What to do | The entries below contain pictures. Retype everything except those pictures, exactly as given.
[[ Given data, beginning ]]
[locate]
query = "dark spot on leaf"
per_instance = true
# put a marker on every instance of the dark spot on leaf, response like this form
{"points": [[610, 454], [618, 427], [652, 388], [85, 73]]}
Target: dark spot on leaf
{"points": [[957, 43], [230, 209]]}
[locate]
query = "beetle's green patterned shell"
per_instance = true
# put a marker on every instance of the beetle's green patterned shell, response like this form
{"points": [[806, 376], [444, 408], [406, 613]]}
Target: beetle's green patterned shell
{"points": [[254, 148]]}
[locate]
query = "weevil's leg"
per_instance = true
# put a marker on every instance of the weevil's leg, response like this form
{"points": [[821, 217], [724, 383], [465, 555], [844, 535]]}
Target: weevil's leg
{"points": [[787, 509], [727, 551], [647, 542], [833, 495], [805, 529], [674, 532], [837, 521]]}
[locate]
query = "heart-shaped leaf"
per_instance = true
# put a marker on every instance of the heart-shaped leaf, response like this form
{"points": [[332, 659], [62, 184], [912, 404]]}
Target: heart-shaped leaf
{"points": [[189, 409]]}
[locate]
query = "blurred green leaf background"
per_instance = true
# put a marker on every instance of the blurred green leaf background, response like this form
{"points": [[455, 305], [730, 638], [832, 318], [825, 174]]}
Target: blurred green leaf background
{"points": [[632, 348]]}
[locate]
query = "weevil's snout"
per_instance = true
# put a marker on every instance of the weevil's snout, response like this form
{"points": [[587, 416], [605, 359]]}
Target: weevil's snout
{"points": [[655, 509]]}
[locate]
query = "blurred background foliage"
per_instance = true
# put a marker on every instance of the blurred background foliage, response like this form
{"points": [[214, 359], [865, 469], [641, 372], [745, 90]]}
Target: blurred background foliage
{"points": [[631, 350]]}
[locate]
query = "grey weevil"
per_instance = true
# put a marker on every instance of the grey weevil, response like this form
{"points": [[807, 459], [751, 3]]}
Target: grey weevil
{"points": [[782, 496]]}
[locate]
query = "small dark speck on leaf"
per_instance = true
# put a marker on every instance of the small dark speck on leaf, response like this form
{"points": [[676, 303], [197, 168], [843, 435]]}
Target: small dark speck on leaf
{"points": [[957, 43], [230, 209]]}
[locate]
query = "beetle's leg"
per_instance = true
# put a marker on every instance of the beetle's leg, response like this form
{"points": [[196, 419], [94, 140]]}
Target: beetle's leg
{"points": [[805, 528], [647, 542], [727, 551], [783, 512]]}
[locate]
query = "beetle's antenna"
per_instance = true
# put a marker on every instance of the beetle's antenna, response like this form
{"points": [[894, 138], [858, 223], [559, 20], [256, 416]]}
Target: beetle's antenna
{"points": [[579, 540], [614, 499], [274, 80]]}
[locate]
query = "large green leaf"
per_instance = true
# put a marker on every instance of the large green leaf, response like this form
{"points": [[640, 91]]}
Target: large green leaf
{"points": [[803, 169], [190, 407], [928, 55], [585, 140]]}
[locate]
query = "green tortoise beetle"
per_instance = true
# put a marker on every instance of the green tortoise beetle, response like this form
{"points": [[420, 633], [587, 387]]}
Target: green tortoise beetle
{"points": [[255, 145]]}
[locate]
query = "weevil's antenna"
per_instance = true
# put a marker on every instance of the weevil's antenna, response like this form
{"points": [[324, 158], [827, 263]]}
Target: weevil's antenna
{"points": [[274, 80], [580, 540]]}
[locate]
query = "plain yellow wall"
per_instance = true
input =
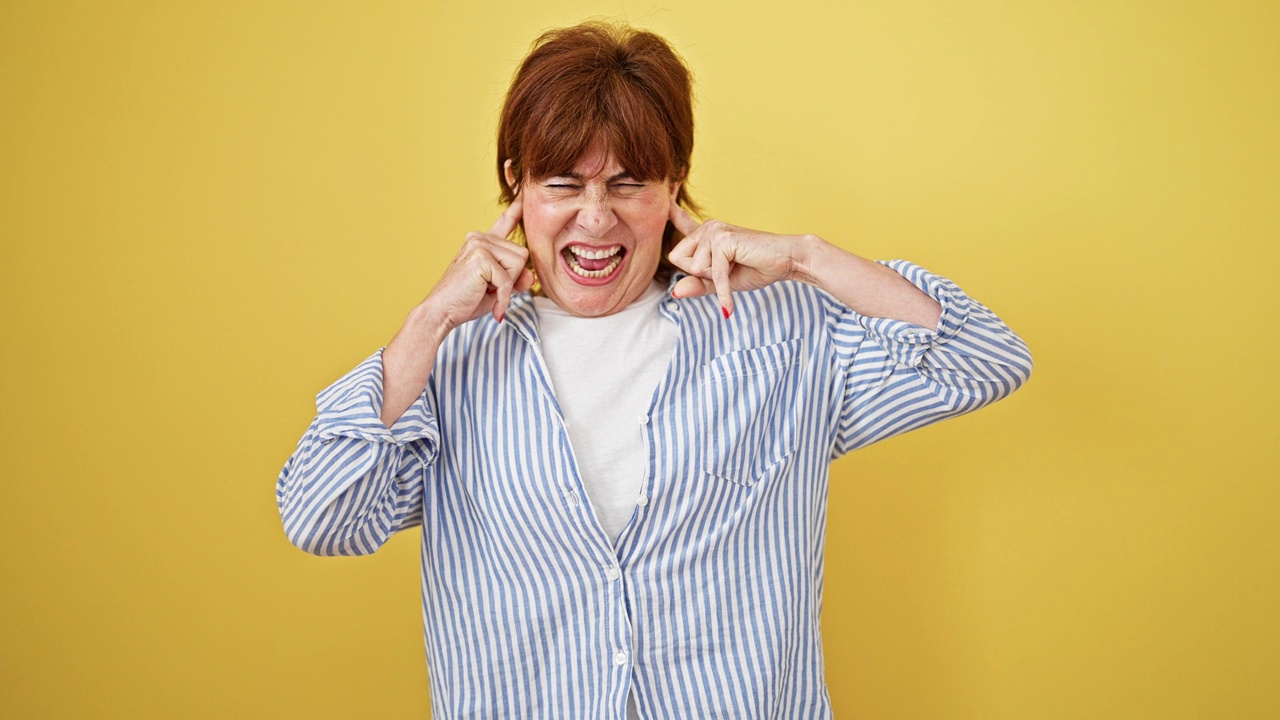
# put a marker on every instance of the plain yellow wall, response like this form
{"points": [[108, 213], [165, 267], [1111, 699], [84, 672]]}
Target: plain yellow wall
{"points": [[210, 210]]}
[[ Given data, end ]]
Problem solution |
[locate]
query = "dark spot on leaf"
per_instance = true
# put a marker on every instance of the dark spot on leaf, response like this form
{"points": [[610, 454], [618, 427], [652, 388], [85, 73]]}
Target: dark spot on leaf
{"points": [[957, 43], [230, 209]]}
[locate]
query = "beetle's green patterned shell"
per_instance = true
# put a marker on every instance of the beetle's green patterned shell, response like this form
{"points": [[806, 376], [444, 408], [406, 613]]}
Target: beetle's green patterned shell
{"points": [[254, 148]]}
[locate]
query = "weevil's leg"
per_instance = true
# put a marker on every instance of the weevil's leg, response like this form
{"points": [[821, 217], [724, 383], [465, 555], [844, 535]]}
Target: weevil's leg
{"points": [[787, 509], [727, 551], [647, 542], [833, 495], [805, 529], [674, 532], [837, 521]]}
[locate]
query = "heart-shaped leaf"
per_instance = true
# put a marker on every instance of the heart-shaped leaf, response like this form
{"points": [[332, 659], [62, 184], [912, 404]]}
Target: heart-shaped leaf
{"points": [[189, 409]]}
[locate]
query = "blurred green leaf background"
per_instance = true
# put a marker on every instance of the blurred green leaf background, response like this form
{"points": [[455, 305], [730, 638], [832, 318], [825, 174]]}
Target: blurred green leaf background
{"points": [[632, 348]]}
[locate]
query = "weevil's snout"
per_instance = true
# put a marker on every instance of the weevil's snout, response like this form
{"points": [[587, 416], [605, 359]]}
Target: weevil's snout
{"points": [[655, 509]]}
[locate]
query = "blurred background foliage"
per_instance = true
# put a marker on every instance of the blurred background foliage, response like this form
{"points": [[214, 359], [865, 469], [641, 372], [745, 90]]}
Target: blurred background foliage
{"points": [[631, 350]]}
[locate]
query = "grey weevil"
per_instance = true
# put a marker on every instance of the grey weevil, response like this form
{"points": [[807, 459], [751, 3]]}
Target: grey weevil
{"points": [[782, 496]]}
[locate]
query = "small dark speck on leaf"
per_instance = true
# put a marker on every instance of the small dark speck on leaf, response like this form
{"points": [[676, 303], [197, 168], [843, 435]]}
Target: small dark speck on leaf
{"points": [[957, 43], [230, 209]]}
[locate]
query = "beetle's leg"
per_instance = true
# put a marker on every instance of the beetle's leg, response like this form
{"points": [[196, 419], [94, 140]]}
Target: beetle's leg
{"points": [[805, 528], [647, 542], [727, 551], [783, 512]]}
[locate]
query = "beetle's antenna"
per_instance = true
# put a marker on every instance of the beetle's antenna, response like this form
{"points": [[894, 138], [858, 223], [559, 20], [256, 416]]}
Target: beetle's antenna
{"points": [[579, 540], [614, 499], [274, 80]]}
[locate]
query = "large green leaf"
per_instance = true
# put a marker on every instance of the large green leaf, response like this form
{"points": [[640, 91]]}
Target: large green leaf
{"points": [[803, 169], [190, 407], [928, 55], [585, 140]]}
[locate]
query = "green tortoise beetle"
per_instance = true
# put a marker on every instance of the green tortoise beetle, response like this form
{"points": [[420, 633], [587, 387]]}
Target: green tortoise beetle
{"points": [[255, 145]]}
[locate]
query = "weevil's antenna"
per_instance = true
# put a marker on every instance of the weevil's antenna, response like this form
{"points": [[324, 158], [827, 263]]}
Target: weevil's antenna
{"points": [[274, 80], [580, 540]]}
[locate]
query = "plain yellow wall"
per_instance = true
input =
# put a marker on every instance of the plain yellow wall, response like this form
{"points": [[108, 213], [165, 267], [1111, 699], [84, 672]]}
Target: plain yellow wall
{"points": [[210, 210]]}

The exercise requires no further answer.